Brano fornito:
La bellezza della congettura sta anche nel modo in cui riecheggia decenni di teoria dell’informazione, epistemologia e filosofia della scienza. È, nella sua essenza, una riformulazione computazionale del problema della sottodeterminazione di Quine o del falsificazionismo di Popper: non si può avere conoscenza universale senza rischio, non si possono costruire modelli onniscienti che siano anche infallibili. O accettiamo l’incertezza, oppure ci rinchiudiamo in mondi troppo semplici per essere rilevanti.
Le implicazioni sono micidiali. Floridi mostra come la congettura imponga limiti severi alla verifica formale dei sistemi AI. Non è solo difficile, è impossibile dimostrare la correttezza di sistemi che operano in ambienti non formalizzati, aperti e multimodali. Lo sanno bene i ricercatori di sicurezza informatica, che si dibattono da anni tra formal verification e sistemi opachi. Lo sanno i filosofi della mente computazionale, e lo sanno — anche se fanno finta di no — gli startupper che promettono chatbot infallibili per diagnosi mediche.
Un effetto collaterale interessante è che la congettura obbliga a ripensare l’architettura dei sistemi. Floridi delinea un paradigma bifronte: moduli centrali formalmente verificabili e periferie percettive probabilistiche. Come dire: metti un cuore logico-certo al centro e lascialo interagire con un mondo confuso attraverso sensori imperfetti. Una macchina ibrida, dunque, né pura né perfetta, ma funzionale e sicura quanto basta. È il principio che guida le architetture degli autonomous systems, dagli aerei ai veicoli self-driving: l’algoritmo che frena è certificato, quello che legge il segnale stradale può sbagliare.
Un altro colpo ben assestato è alle metriche di valutazione. La congettura suggerisce che ogni volta che ci dicono che un sistema AI ha ottenuto “prestazioni umane” su un benchmark generalista con accuratezza del 99.9%, dovremmo sospettare che o il dominio è stato ridotto, o i dati sono stati selezionati ad arte, o l’accuratezza è mal definita. L’idea stessa di avere un’unica metrica unificata per valutare l’IA diventa ridicola. Bisogna misurare coppie: copertura vs confidenza, ampiezza vs affidabilità. Altrimenti stiamo solo raccontandoci favole con la scienza dei numeri.

Dati forniti:
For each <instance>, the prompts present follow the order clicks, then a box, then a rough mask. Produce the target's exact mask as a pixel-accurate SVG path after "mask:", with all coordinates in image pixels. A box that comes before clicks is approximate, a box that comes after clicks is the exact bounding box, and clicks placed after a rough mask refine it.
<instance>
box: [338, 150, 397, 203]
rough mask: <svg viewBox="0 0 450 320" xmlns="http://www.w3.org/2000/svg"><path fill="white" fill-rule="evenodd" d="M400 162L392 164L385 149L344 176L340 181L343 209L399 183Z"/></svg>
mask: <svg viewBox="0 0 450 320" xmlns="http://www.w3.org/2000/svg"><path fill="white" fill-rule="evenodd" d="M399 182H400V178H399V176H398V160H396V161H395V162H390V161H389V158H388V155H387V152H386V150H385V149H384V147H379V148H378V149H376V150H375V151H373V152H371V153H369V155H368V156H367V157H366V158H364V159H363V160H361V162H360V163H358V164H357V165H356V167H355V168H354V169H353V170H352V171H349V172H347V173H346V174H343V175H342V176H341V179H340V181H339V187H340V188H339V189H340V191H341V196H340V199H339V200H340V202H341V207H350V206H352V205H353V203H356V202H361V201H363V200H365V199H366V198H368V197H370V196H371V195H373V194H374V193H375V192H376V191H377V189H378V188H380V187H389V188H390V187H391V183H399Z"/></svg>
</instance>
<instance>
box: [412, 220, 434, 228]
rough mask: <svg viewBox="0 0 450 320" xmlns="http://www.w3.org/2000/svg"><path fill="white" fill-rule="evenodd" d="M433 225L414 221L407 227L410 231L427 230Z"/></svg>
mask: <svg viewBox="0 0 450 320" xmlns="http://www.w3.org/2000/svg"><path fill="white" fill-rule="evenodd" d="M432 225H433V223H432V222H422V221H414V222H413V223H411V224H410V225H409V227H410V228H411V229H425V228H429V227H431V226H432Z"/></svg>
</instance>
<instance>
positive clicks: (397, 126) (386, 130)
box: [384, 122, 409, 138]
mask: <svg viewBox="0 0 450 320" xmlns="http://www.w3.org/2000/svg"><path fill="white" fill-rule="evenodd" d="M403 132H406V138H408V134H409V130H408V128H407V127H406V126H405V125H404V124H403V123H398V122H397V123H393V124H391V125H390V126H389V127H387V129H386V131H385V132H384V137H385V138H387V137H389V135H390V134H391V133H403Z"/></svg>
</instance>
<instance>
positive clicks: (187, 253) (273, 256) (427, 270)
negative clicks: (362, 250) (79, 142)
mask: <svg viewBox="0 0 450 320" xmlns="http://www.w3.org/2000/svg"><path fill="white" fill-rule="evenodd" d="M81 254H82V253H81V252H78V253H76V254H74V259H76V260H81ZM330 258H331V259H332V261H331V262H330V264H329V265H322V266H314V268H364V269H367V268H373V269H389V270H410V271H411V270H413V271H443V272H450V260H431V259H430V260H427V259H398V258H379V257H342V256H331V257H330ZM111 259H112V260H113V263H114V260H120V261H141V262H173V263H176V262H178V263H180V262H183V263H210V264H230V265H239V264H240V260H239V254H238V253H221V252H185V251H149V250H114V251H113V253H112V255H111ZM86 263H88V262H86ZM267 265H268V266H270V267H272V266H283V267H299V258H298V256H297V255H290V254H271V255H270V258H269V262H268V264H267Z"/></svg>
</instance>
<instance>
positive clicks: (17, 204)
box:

Lavoro da svolgere:
1. Quali coppie di grandezze bisogna misurare secondo il brano sulla congettura?
2. Modifica il brano sulla congettura da "Un effetto collaterale" fino a "stradale può sbagliare." compreso, mettendo "paradigma duplice" al posto di "paradigma bifronte".
3. Riprendi il brano sulla congettura e scrivine il seguito a partire dall'ultima frase riportata.

Risposte per voce:
1. Copertura vs confidenza e ampiezza vs affidabilità.

2.
Un effetto collaterale interessante è che la congettura obbliga a ripensare l’architettura dei sistemi. Floridi delinea un paradigma duplice: moduli centrali formalmente verificabili e periferie percettive probabilistiche. Come dire: metti un cuore logico-certo al centro e lascialo interagire con un mondo confuso attraverso sensori imperfetti. Una macchina ibrida, dunque, né pura né perfetta, ma funzionale e sicura quanto basta. È il principio che guida le architetture degli autonomous systems, dagli aerei ai veicoli self-driving: l’algoritmo che frena è certificato, quello che legge il segnale stradale può sbagliare.

3.
Poi c’è la dimensione normativa. Chi regolamenta l’IA sogna sistemi infallibili, certificabili in ogni situazione, ma la congettura stronca questa fantasia. Se si vuole un’intelligenza artificiale capace di navigare il mondo reale, bisogna accettare che ogni output porta con sé una probabilità non nulla di errore. Il legislatore dovrà quindi passare da una logica di compliance totale a una logica di gestione del rischio, proprio come accade in finanza o ingegneria civile. Non si promette che il ponte non cadrà mai. Si progettano margini di sicurezza e si fa manutenzione.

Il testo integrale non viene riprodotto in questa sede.